Passo citato:
* * * * * * * * *

La Germania sì che ha fatto i conti

E l'Alto Adige/Südtirol? Dall’intervista a Tommaso Speccher, autore del libro già vincitore del premio “Roberto Visintin”, esempi e spunti di riflessione per una rielaborazione della storia locale.
Avvertenza: Questo contributo rispecchia l’opinione personale dell’autore e non necessariamente quella della redazione di SALTO.
Tommaso Speccher e il libro
Foto: Luca Marcon, immagine elaborata da internet
  • «Nel discorso pubblico italiano e internazionale c’è una formula che ritorna costantemente: «la Germania ha saputo fare i conti con il nazismo». Se però andiamo a verificare quanto c’è di vero in questa frase, ci accorgiamo quanto il passato nazista abbia condizionato il lungo dopoguerra tedesco, generando una tacita e continua tensione, ma producendo solo occasionalmente effettive prese di responsabilità. In questo libro scopriremo come, dopo decenni di oblio e di silenzio interessato, si è cominciato ad affrontare questo tema. Soprattutto dopo la riunificazione del 1990, quando la rielaborazione dei crimini nazisti si fa strumento di unità politica e collettiva. Il periodo della Guerra fredda, invece, si distingue per la mancata riflessione sul passato; un passato sospeso, spesso rinnegato. Partendo dalle rovine della Germania post-bellica, passando per i movimenti studenteschi del ʼ68 e arrivando ai memoriali odierni, queste pagine raccontano biografie chiave, vicende emblematiche e dibattiti esemplari. E mostrano che “i conti” sono stati fatti, sì, ma solo in parte e, forse, troppo tardi.»

* * * * * * * * *

Consegna A: Riscala le voci che vanno dalla riga con "of the planter" fino alla riga con "[[211, 238]]" compresa, e solo queste. Riscrivile per intero, richieste comprese, moltiplicando per 1,9 ogni coordinata nelle risposte e arrotondando all'intero, con le metà per eccesso.

* * * * * * * * *

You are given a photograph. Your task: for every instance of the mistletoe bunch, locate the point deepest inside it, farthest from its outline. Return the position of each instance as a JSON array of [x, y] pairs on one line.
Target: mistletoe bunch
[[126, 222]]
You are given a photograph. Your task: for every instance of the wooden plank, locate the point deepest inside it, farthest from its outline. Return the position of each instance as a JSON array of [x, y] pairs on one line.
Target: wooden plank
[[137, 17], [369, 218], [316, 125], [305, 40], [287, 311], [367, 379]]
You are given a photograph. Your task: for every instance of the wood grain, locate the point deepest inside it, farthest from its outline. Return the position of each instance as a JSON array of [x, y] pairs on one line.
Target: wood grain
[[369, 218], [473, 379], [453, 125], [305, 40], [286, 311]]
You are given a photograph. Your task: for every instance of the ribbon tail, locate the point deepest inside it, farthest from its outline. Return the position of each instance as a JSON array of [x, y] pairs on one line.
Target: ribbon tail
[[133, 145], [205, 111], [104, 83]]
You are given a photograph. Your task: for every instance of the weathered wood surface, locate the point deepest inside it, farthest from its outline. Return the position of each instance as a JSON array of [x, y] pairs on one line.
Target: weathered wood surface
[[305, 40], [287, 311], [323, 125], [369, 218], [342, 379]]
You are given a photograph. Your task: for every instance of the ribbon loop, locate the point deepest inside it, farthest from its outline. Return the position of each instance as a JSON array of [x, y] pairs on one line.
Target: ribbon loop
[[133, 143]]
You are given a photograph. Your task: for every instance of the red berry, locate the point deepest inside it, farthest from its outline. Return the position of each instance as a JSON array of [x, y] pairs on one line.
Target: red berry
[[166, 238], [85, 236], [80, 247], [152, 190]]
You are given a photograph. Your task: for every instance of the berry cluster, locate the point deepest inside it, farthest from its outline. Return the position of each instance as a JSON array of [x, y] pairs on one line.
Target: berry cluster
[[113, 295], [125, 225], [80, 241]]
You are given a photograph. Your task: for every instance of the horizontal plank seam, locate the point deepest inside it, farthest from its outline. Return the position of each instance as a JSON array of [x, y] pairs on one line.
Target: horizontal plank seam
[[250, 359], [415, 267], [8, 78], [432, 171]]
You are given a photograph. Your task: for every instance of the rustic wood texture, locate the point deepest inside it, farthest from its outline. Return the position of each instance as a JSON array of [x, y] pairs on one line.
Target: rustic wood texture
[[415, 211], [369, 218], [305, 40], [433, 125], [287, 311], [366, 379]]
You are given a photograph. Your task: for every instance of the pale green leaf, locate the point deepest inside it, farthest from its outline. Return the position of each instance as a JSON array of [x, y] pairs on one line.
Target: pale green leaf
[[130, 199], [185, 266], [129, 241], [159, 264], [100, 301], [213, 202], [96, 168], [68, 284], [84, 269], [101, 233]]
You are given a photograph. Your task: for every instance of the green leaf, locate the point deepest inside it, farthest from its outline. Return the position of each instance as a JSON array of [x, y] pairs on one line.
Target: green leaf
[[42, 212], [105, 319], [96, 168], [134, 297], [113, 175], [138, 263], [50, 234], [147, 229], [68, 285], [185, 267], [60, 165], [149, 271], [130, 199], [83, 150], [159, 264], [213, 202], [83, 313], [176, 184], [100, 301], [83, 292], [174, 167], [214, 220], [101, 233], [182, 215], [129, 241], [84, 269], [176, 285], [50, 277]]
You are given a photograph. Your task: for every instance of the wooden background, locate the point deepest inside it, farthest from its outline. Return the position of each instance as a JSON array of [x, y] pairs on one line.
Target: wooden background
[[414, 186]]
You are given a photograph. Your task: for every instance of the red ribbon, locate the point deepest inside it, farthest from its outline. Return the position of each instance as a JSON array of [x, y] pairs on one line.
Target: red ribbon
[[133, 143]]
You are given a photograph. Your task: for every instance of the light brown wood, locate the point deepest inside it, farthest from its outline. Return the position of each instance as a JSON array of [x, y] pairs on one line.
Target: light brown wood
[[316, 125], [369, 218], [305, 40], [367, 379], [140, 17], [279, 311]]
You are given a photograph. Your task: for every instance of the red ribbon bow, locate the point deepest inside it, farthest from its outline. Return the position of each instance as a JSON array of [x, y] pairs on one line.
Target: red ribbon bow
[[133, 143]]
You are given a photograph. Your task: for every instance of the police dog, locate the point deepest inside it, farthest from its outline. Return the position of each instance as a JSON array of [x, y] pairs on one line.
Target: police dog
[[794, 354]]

* * * * * * * * *

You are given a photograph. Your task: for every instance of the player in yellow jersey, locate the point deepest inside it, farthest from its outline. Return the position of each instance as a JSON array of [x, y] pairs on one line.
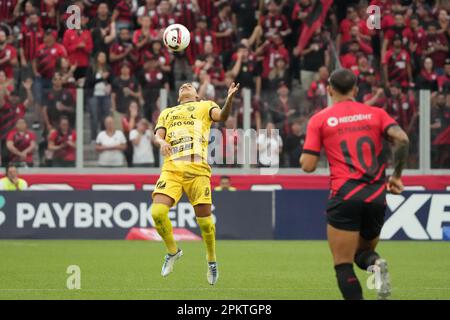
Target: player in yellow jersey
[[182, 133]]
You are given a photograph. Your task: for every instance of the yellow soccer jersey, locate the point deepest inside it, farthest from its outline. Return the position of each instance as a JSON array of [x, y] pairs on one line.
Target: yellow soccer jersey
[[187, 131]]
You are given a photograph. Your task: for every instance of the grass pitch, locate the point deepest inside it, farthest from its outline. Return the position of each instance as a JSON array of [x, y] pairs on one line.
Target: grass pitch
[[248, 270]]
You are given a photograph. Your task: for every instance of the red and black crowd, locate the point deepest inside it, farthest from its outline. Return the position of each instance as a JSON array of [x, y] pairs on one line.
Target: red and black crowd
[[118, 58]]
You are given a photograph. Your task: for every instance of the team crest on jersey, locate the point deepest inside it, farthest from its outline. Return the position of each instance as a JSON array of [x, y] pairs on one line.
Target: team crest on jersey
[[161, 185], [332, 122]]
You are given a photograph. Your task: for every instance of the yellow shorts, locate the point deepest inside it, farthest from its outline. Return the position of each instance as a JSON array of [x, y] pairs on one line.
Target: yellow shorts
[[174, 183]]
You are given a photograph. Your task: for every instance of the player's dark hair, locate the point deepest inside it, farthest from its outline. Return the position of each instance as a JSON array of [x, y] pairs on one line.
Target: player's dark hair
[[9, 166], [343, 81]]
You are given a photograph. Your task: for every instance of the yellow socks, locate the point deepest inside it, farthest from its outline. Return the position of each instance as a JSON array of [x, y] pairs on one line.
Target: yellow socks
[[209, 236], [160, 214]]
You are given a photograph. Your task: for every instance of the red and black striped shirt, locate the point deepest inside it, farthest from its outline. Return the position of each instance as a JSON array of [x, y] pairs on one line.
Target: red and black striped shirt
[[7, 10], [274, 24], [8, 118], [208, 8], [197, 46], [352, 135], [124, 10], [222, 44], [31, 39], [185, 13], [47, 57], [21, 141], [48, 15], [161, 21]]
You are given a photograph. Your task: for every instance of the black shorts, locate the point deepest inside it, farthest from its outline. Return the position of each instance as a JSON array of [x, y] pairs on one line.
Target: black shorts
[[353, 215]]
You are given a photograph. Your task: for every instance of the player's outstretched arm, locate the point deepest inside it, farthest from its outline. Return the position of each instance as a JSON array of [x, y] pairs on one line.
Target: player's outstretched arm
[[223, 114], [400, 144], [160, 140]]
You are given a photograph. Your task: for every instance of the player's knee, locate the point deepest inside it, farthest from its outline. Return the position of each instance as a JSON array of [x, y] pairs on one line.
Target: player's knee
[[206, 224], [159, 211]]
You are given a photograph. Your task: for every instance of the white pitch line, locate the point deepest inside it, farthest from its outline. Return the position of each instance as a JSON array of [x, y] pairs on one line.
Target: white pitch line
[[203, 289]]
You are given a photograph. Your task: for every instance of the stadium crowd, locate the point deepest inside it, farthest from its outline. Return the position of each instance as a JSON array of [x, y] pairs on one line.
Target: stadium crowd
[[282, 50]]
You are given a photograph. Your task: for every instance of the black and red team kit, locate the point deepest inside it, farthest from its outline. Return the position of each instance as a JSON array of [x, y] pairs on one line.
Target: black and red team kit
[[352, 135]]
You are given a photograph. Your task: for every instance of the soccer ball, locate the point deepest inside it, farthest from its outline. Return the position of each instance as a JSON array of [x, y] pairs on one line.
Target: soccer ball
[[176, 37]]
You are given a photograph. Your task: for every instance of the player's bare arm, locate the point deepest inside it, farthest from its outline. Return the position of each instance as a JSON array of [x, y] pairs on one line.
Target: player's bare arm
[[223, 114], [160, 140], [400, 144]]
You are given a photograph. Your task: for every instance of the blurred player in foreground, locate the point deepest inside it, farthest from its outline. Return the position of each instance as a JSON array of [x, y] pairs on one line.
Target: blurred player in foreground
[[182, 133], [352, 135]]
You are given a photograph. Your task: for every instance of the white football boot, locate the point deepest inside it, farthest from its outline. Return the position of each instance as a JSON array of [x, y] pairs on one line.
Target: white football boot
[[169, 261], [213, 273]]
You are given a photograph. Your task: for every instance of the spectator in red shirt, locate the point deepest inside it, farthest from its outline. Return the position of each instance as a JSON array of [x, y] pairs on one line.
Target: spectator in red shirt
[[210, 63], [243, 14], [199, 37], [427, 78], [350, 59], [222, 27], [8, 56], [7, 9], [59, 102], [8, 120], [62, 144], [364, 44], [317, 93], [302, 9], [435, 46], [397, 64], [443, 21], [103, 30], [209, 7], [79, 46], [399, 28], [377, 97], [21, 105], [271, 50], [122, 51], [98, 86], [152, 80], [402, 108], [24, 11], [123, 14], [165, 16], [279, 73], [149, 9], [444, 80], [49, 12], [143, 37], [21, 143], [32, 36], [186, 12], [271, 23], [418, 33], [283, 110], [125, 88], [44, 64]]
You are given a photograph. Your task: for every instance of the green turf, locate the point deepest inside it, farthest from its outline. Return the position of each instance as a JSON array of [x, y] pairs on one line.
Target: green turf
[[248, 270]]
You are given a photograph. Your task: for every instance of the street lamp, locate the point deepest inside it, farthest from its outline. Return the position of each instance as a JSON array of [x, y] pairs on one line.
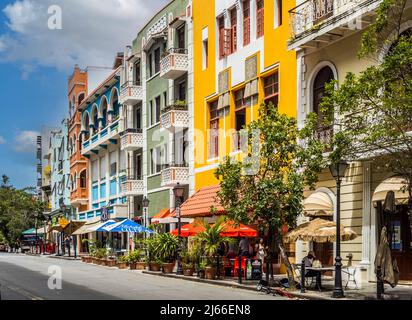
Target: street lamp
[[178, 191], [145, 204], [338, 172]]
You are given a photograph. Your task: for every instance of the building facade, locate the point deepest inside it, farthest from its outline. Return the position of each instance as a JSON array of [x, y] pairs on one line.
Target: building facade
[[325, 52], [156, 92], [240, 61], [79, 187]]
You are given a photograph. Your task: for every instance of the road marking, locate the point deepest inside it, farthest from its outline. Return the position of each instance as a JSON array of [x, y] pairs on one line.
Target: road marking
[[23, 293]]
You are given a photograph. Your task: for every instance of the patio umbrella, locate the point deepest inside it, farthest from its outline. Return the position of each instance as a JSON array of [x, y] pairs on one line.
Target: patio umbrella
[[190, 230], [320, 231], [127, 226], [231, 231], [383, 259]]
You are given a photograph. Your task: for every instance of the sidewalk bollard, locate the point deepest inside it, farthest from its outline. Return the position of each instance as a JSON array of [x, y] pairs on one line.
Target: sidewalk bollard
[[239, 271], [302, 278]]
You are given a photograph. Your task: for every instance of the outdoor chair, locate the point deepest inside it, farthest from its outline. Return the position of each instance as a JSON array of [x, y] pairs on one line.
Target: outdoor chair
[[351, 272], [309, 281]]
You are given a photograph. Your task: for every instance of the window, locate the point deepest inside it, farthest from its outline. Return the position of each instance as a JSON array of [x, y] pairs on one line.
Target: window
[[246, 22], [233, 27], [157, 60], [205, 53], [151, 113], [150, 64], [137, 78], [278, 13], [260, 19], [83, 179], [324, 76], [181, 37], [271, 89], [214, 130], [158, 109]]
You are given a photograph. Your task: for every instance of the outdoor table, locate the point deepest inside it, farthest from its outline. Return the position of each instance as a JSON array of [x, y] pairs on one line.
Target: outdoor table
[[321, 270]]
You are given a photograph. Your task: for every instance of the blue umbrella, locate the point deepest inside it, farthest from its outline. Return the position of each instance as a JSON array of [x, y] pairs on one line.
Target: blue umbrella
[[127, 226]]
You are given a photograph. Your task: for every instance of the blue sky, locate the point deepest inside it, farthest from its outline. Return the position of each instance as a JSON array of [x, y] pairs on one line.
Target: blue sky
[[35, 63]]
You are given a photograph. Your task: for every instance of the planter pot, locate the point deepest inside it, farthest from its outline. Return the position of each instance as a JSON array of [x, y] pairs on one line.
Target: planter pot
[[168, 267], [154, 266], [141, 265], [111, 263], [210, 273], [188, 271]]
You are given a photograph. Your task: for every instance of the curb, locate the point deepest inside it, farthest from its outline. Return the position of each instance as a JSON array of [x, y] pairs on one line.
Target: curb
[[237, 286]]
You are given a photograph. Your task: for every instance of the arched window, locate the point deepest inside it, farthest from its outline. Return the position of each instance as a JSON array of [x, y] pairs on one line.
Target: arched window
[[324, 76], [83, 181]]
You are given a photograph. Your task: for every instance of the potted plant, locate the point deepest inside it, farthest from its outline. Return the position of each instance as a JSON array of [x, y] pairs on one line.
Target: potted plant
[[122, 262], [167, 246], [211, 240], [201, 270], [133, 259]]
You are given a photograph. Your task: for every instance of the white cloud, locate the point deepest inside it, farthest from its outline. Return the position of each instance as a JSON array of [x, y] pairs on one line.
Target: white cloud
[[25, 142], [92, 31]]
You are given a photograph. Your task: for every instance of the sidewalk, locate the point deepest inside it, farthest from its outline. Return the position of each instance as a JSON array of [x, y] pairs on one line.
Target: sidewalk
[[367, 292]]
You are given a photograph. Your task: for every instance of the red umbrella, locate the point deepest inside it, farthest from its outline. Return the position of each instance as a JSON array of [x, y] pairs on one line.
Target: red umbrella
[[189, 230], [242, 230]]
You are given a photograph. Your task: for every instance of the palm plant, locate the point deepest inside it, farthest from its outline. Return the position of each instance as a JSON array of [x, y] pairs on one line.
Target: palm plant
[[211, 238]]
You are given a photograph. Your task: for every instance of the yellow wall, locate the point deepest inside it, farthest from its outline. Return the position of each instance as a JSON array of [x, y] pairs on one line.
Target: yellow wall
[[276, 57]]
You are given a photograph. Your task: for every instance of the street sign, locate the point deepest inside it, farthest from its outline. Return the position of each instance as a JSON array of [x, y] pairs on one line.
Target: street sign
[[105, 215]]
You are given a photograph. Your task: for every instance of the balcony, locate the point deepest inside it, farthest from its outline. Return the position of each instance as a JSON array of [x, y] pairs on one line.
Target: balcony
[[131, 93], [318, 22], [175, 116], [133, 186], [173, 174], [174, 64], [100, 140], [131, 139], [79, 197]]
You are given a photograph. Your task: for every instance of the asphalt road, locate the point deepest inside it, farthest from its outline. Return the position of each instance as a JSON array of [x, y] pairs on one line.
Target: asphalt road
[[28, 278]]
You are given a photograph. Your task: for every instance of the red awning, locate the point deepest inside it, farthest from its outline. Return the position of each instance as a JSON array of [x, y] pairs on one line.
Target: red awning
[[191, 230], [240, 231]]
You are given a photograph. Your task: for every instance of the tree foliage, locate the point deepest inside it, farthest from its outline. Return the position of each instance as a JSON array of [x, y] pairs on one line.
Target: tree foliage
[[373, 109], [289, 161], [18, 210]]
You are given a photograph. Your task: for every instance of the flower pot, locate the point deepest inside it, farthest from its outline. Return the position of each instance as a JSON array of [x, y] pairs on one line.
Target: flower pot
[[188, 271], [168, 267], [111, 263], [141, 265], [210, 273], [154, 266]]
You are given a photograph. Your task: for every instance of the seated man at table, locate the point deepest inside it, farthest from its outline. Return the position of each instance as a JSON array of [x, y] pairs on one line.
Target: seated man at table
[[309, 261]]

* * * * * * * * *

Consegna B: Restituisci senza modifiche il tratto del passo che va dalle parole "La Germania sì" fino a "della storia locale." comprese.

Risposta svolta A:
You are given a photograph. Your task: for every instance of the planter pot, locate the point deepest inside it, farthest from its outline. Return the position of each instance as a JSON array of [x, y] pairs on one line.
Target: planter pot
[[319, 507], [293, 505], [268, 504], [211, 500], [399, 519], [357, 515]]
You are given a photograph. Your task: for every instance of the curb, locate the point deepest inside it, farthest from its outline. Return the position of each instance as a JSON array of [x, y] pairs on one line.
Target: curb
[[450, 543]]
You are given a photograph. Your task: for every instance of the arched window, locate the point deepest inside it, farthest from its outline. Return the position of each instance as a JSON array of [x, y] pairs on one line.
Target: arched window
[[616, 144], [158, 344]]
You are given a photograph. Your task: for every instance of the potted plant, locate the point deepest inside it, farthest from its outline. Return the position of each instance as a JSON array of [x, y] pairs on one line.
Target: potted plant
[[232, 498], [317, 467], [401, 456], [382, 513], [253, 492]]
You are given a photograph. Your task: for every instance of the white cloud, locate the point deepest inside it, farthest from its outline. Return the position of each instance as a JSON array of [x, y] pairs on one line.
Target: white cloud
[[48, 270], [175, 59]]
You are given a photograph. Your task: for every instance of the sidewalk, locate the point deepest inside it, farthest from its outline. Return the position of each instance as a JSON array of [x, y] pairs on one line.
Target: sidewalk
[[697, 555]]
You are given a photograph. Your task: for every instance of the red umbrella, locate the point deepest inside it, farthest from its outline. Return the position of each instance as a JSON array of [x, y] pairs on one line.
Target: red umbrella
[[359, 437], [460, 437]]
You are given a photograph. Your task: for every instance of the palm plant, locate the point deepest inside it, farthest from its outline. Return the position of each instance as a JSON array of [x, y] pairs on one line.
Target: palm plant
[[401, 452]]

Risposta svolta B:
La Germania sì che ha fatto i conti

E l'Alto Adige/Südtirol? Dall’intervista a Tommaso Speccher, autore del libro già vincitore del premio “Roberto Visintin”, esempi e spunti di riflessione per una rielaborazione della storia locale.